De las comedias representadas en el mes de octubre solo dos han fijado nuestra atención por nuevas, que son El deber y la Naturaleza y El juez de su delito; las demás son o de las modernas representadas otras veces o de las antiguas.

Nos proponemos repasar estas, hacer juicio de las principales, aunque breve, por no fastidiar, y también entresacaremos de ellas algunos trozos de los que nos parezcan mejores, pues es bien cierto que nuestro teatro antiguo en medio de su confusa hojarasca contiene suavísimas flores y sabrosísimos frutos.

En este mes ha venido a suceder lo que en el anterior, siendo aún mayor el número de comedias antiguas que en él se han representado, de lo que se infiere que aún gusta el público de las diversiones nacionales, a pesar de cuanto el necio escuadrón de traductores e imitadores de las piececitas francesas hacen por formarle a la extranjera y corromper de más en más su gusto y aun su moral; pues, aunque estamos hartos de saber que nuestras comedias antiguas son de mal gusto, y aun muchas veces de mala moral, no lo son tanto como los dramas modernos, y en ellas hay siempre bastante bueno que imitar y aprender. Por lo tanto, o hágase de una vez una buena reforma, o volvamos a lo antiguo.

COLISEO DE LA CRUZ.

El Perro del Hortelano, de Lope Vega Carpio.


Diana, condesa de Belfor, pero condesa de rompe y rasga y de pelo en pecho, como veremos pronto, está en la opinión de incasable, cuanto hermosa; oye una noche ruido en su habitación, y llega a averiguar que quien lo ha causado es su secretario Teodoro, que está enamorado de su criada Marcela, aunque con el honesto fin de casarse con ella.

Enterada de todo Diana, y viendo que Marcela le corresponde, se resuelve a casarlos.

Desde la primera escena tuviéramos acabada la comedia, si al quedarse sola Diana no nos dijera:

Mil veces he advertido en la belleza,
gracia y entendimiento de Teodoro
que, a no ser desigual a mi decoro,
estimara su ingenio y gentileza.

Es el amor común naturaleza,
mas yo tengo mi honor por más tesoro,
que los respetos de quien soy adoro,
y aun el pensarlo tengo por bajeza.

La envidia bien sé yo que ha de quedarme,
que si la suelen dar bienes ajenos,
bien tengo de que pueda lamentarme.

Porque quisiera yo que por lo menos
Teodoro fuera más para lamentarme,
o yo para igualarle fuera menos.


Y con esto ya se nos prepara un gracioso enredo con el ama y la criada, enamoradas de uno mismo. Para dar Diana principio a sus amores inventa un cuento de un papel y de una amiga, explicándose con tal desenvoltura, que más que dama parece galán, y aun de los más resueltos; pero estas liviandades son harto comunes en nuestras comedias; no es extraño, pues, que lo entienda bien a las claras Teodoro, y aun que diga…

¿Quién pensó jamás
de mujer tan noble y cuerda
esto, arrojarse tan presto
a dar su amor a entender? [sic]

Lo que veo y lo que escucho
yo lo juzgo, o estoy loco,
para de verdades poco,
y para de burlas mucho.

§ Instrucciones: Prosiga la crónica teatral de arriba sobre las comedias representadas en octubre, comenzando inmediatamente después del último verso citado.

§ Datos registrados:
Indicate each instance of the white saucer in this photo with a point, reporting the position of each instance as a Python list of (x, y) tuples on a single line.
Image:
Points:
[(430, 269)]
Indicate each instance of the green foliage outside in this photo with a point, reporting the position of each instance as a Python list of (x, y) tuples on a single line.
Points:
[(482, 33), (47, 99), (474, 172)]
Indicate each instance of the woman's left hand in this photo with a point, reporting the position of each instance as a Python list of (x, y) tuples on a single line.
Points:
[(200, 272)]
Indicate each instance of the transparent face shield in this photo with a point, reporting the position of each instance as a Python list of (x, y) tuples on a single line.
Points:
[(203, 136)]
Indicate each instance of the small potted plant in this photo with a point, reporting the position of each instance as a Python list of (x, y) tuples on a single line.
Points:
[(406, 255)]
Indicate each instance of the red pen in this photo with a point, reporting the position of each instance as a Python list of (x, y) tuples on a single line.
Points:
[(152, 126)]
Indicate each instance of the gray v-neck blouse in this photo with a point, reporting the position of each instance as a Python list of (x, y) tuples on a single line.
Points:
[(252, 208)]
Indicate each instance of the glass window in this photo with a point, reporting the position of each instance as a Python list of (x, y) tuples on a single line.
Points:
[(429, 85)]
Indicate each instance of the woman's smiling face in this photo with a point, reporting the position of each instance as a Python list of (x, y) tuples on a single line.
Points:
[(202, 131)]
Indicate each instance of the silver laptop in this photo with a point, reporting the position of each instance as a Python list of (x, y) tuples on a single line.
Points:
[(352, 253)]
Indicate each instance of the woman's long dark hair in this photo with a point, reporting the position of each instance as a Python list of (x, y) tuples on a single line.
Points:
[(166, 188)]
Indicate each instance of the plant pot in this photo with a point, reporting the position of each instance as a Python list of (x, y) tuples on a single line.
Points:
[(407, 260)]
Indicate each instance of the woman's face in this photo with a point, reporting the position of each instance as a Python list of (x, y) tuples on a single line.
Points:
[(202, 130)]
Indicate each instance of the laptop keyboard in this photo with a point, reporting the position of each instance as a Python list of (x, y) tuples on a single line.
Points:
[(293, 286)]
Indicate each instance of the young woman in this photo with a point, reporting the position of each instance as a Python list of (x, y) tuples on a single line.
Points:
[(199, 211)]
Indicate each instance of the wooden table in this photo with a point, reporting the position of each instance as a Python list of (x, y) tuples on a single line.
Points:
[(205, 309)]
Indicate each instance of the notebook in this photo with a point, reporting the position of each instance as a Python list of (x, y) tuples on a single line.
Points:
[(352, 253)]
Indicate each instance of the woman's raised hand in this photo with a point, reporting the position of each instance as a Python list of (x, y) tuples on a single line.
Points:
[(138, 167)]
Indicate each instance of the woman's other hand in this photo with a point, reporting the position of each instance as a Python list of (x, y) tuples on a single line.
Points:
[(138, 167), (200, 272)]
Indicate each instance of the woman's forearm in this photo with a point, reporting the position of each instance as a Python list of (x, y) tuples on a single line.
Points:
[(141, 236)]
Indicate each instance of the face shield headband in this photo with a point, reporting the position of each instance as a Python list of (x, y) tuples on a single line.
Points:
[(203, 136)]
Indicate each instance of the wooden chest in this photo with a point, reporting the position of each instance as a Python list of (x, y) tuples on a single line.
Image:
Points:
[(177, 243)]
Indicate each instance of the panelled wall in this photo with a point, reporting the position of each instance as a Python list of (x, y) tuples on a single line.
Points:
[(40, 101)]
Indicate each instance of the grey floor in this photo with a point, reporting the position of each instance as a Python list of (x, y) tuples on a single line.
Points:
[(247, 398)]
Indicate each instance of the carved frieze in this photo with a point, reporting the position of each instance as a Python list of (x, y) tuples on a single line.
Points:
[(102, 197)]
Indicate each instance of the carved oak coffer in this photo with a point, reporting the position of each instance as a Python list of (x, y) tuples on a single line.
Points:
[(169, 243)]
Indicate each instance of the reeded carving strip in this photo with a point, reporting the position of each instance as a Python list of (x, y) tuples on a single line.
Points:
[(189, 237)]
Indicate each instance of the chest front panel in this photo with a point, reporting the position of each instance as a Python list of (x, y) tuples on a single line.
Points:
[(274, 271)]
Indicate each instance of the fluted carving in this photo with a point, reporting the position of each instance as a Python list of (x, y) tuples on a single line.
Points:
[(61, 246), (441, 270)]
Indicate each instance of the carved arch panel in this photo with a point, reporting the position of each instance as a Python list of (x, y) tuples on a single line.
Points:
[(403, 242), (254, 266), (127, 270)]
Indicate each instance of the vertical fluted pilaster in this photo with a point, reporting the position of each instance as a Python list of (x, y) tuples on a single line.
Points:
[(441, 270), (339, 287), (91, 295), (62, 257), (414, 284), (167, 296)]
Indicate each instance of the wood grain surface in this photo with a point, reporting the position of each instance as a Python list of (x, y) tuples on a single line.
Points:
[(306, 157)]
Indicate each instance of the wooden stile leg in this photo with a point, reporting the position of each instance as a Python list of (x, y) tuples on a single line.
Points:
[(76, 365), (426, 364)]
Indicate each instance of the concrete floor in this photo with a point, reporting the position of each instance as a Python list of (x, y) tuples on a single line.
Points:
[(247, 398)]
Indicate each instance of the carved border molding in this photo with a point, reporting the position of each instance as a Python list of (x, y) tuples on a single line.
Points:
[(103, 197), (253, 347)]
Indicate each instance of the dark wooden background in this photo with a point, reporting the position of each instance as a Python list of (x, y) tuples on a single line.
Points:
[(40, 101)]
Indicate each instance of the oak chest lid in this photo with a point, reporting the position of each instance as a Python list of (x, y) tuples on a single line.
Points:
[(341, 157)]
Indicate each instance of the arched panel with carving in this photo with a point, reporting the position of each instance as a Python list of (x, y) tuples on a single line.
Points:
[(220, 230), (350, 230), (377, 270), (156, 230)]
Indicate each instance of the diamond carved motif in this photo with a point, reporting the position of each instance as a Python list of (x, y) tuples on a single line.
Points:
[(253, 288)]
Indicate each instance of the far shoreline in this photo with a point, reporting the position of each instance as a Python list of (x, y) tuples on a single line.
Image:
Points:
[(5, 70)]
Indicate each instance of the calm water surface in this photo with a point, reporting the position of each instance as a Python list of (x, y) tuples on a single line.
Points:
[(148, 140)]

§ Respuesta:
Estando él a solas recapacitando sobre el caso, viene Marcela diciéndole con mil piropos y no menos desenvoltura que su ama, que le quiere y le adora, y que la condesa dispone casarlos.

Lo extraña Teodoro, y dice aparte:

Mi ignorancia me engañó.
¡Qué necio pensaba yo
que hablaba en mí la condesa!

De haber pensado me pesa
que pudo tenerme amor,
que nunca tan alto azor
se humilla a tan baja presa.


¡Cuán bien vendría aquí el tal azor a dar tras de su humilde presa, ni cómo es posible lo omita el discreto autor! Hete aquí, pues, la condesa, la cual, viendo que el casamiento va de veras, dispone que mientras se verifica esté Marcela encerrada en su aposento, y ella se queda sola con Teodoro, tomándole cuentas que vienen a parar en que quiere, por un exceso de modestia y honestidad, que Teodoro la requiebre cara a cara para ver cómo los hombres requiebran a las mujeres; échala él mucho de corales y de perlas; parece todo celestial a Diana, que, enamorada y celosa, dejándose de rodeos dice que Marcela es una puerca y que tiene más defectos que gracias, aunque no quiere desenamorar a Teodoro; pero sí que, pues se precia de amador, la dé un consejo para aquella amiga

Que ha días que no sosiega
de amores a un hombre humilde
porque si en quererle piensa,
ofende su autoridad,
y si de quererle deja
pierde el juicio de celos,
que el hombre que no sospecha
tanto amor anda cobarde,
aunque es discreto con ella.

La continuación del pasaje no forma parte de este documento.